(Point-per-instance localization data)
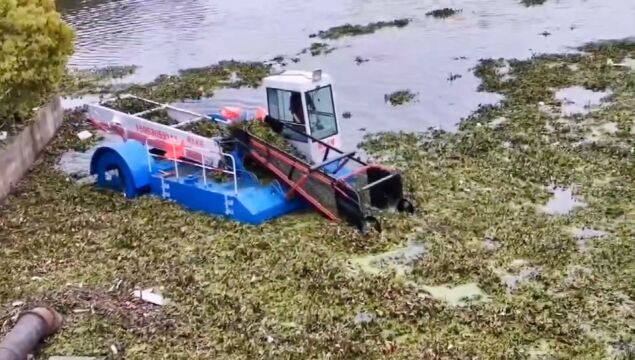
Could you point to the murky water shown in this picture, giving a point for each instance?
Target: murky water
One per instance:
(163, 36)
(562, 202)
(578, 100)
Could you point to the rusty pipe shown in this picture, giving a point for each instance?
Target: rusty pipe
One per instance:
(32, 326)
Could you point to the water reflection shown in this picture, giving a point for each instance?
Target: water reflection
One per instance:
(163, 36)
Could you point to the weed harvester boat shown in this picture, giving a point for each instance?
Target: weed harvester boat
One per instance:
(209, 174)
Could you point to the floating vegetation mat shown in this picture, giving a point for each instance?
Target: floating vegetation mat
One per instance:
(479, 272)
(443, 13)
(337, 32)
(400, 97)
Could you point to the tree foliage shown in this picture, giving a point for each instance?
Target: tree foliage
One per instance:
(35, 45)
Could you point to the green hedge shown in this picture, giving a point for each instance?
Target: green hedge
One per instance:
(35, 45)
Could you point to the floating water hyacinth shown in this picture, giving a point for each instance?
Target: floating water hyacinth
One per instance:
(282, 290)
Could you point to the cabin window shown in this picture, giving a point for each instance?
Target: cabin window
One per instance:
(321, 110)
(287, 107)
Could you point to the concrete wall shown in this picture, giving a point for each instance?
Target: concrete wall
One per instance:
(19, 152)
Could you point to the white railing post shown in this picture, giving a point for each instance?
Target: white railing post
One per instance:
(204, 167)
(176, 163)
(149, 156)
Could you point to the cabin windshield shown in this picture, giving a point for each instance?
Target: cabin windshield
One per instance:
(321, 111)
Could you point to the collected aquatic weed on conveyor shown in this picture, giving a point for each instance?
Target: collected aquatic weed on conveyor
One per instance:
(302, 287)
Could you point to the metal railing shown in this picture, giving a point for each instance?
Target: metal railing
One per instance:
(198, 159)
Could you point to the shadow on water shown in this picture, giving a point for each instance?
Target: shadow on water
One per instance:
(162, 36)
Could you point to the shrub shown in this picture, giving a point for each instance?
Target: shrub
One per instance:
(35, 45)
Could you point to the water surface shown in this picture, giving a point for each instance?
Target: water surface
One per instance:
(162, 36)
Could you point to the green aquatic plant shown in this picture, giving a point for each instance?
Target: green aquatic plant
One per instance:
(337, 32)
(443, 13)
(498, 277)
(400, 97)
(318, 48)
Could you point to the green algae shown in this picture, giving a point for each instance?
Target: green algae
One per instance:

Problem to work on
Copy out the entries exactly. No pictures.

Solved exercise
Could you point to the murky water shown in this picture, giving a point for each instance?
Target: murky water
One per instance:
(163, 36)
(562, 202)
(578, 100)
Could you point to the rusty pipe shown in this picture, giving a point for each instance?
Target: rusty pipe
One per instance:
(32, 326)
Could you point to the water reflection shown in this picture, giving a point for each instance?
Target: water reflection
One per instance:
(163, 36)
Could you point to the weed harvester boat shown in this picture, giving a point for each instance?
Target: weed harvester boat
One per instance:
(209, 174)
Could you point to the floating vegetation mat shown in this picture, giving a point for each instance?
Target: floating vegetation mat
One per instance:
(479, 272)
(443, 13)
(337, 32)
(400, 97)
Could you point to the tree foliage shown in this picture, giving a point for each instance?
Target: tree foliage
One per instance:
(35, 45)
Could you point to the green hedge shown in this picture, giving a point for each instance?
Target: green hedge
One per instance:
(35, 45)
Could you point to the floating water hyacinth shown in this picture, giving a point for each instance?
Target: floating water hyacinth
One per instance:
(282, 290)
Could you point to the cabin window shown in this picture, giving a point for each instance?
Target: cabin window
One per instance:
(321, 110)
(287, 107)
Could you point to the concrete wall shown in this picture, giving a point for each instance?
Target: concrete wall
One per instance:
(19, 152)
Could you point to the white railing post shown in this picture, giving a point for each instance?
Target: white railing post
One per instance:
(204, 167)
(176, 163)
(149, 156)
Could you point to the cabin windshield shown in this picture, giving a point for each instance?
Target: cabin windshield
One per instance:
(321, 111)
Could you point to the collected aquatic weed on conveyor shown in this picture, giving a point for each instance?
Target: collected aquatic weed on conveyor
One per instance:
(302, 287)
Could you point to the metal railing shown in this picture, giving a point for each instance?
Target: metal railing
One per instance:
(198, 159)
Could you point to the shadow on water shown in this picture, giving a point for each instance?
Target: shadow on water
One per instance:
(162, 36)
Could you point to the shrub shown in this picture, giving a point for each instance?
Target: shrub
One per instance:
(35, 45)
Could you point to the water surface shown in this picture, giving a point for each instance?
Target: water surface
One per instance:
(162, 36)
Could you point to the green aquatic plant shown in this picture, giving a point for each instance?
Target: green aquatic plant
One per instance:
(337, 32)
(443, 13)
(498, 277)
(400, 97)
(318, 48)
Could you point to the green algae shown in this picture, giving a point for each instance?
Target: green algae
One per instance:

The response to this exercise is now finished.